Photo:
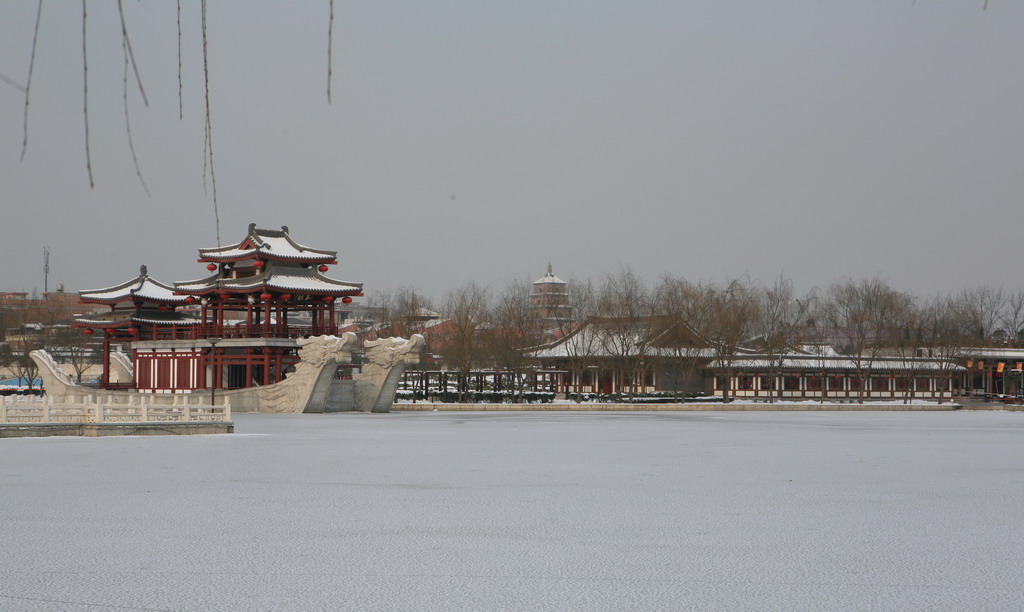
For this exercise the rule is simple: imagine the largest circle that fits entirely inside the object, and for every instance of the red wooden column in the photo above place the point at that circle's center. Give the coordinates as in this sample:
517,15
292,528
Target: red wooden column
104,379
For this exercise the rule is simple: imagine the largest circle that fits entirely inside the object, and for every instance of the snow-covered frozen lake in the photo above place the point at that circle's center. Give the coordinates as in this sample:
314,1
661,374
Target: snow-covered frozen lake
523,511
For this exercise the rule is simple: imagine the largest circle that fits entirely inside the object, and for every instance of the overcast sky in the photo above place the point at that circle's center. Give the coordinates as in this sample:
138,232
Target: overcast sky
474,140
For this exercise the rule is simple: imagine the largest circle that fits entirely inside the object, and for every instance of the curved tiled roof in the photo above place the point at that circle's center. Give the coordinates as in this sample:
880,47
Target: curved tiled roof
274,275
141,288
267,244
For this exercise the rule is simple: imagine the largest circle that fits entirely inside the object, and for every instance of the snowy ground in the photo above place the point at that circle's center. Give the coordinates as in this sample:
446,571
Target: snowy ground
523,511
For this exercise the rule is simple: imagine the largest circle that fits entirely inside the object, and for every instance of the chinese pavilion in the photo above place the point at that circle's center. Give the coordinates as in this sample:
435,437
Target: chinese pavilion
236,329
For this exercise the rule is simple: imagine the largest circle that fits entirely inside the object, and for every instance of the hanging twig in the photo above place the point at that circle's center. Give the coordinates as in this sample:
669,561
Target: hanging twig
180,114
330,39
127,42
208,138
131,143
28,84
85,92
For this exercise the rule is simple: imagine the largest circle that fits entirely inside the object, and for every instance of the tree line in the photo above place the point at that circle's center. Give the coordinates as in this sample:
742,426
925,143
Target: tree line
487,328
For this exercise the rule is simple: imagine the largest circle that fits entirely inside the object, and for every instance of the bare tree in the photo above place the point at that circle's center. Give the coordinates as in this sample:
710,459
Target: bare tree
868,316
626,323
731,317
510,334
942,334
466,309
401,312
980,308
1012,317
780,317
681,302
579,343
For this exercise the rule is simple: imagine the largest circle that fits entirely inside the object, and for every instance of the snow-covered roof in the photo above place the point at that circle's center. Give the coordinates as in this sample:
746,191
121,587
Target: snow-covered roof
549,278
841,363
141,288
267,244
275,275
596,338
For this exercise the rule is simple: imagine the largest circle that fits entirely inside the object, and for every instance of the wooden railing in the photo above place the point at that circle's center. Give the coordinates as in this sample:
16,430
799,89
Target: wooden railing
239,331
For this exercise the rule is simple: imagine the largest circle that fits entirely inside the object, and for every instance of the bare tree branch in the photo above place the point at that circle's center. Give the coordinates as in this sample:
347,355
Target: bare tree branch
125,50
28,83
330,38
208,139
180,113
127,43
85,96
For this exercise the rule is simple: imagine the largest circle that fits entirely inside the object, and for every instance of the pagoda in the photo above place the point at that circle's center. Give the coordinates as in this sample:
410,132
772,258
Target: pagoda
239,328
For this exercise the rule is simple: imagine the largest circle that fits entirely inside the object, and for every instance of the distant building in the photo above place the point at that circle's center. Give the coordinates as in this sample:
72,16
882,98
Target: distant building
549,303
235,329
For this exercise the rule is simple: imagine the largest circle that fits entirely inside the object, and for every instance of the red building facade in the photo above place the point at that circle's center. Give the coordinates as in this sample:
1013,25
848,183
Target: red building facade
235,329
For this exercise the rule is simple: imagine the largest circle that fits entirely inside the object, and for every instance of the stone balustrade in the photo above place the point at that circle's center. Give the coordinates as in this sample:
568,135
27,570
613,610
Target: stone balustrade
100,408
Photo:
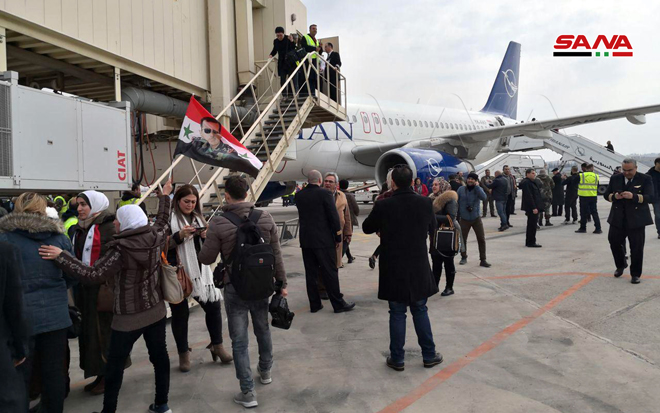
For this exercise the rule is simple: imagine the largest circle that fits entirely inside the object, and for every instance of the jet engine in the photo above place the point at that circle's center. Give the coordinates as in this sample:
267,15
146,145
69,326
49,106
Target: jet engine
426,164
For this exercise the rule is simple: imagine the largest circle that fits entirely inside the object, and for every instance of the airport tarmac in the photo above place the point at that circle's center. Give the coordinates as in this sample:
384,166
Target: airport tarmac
542,330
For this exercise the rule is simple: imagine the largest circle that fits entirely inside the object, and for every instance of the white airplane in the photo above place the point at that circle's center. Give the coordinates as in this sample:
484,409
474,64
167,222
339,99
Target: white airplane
434,141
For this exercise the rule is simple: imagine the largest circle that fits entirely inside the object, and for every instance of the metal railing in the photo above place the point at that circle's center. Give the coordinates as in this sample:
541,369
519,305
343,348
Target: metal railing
279,120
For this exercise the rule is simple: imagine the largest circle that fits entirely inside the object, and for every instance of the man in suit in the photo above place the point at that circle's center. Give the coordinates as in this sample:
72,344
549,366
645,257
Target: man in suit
532,204
335,61
320,236
405,280
570,202
511,198
630,194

----

# Required task:
Retype the records word for word, starting at the line that contains "of the metal" and ending with the last line of the records.

# Completed task:
For this exercise the rule is simple: imagine the largest circle that fits entirely inside the object, and for every instance of the metal railing in the photo above place the point at that circle's center. Give the coordinates as in this sample:
541,369
519,305
343,348
Target: metal railing
279,120
For this exercise the rule is simple: imagine the largest circle that fits entirely inside the object, and for every instance of the man in suit in the photo above place the point at that circle's center. Give the coordinates as in this sample:
72,344
549,366
645,257
Target: man in suit
532,204
335,61
320,236
405,280
570,202
511,198
630,194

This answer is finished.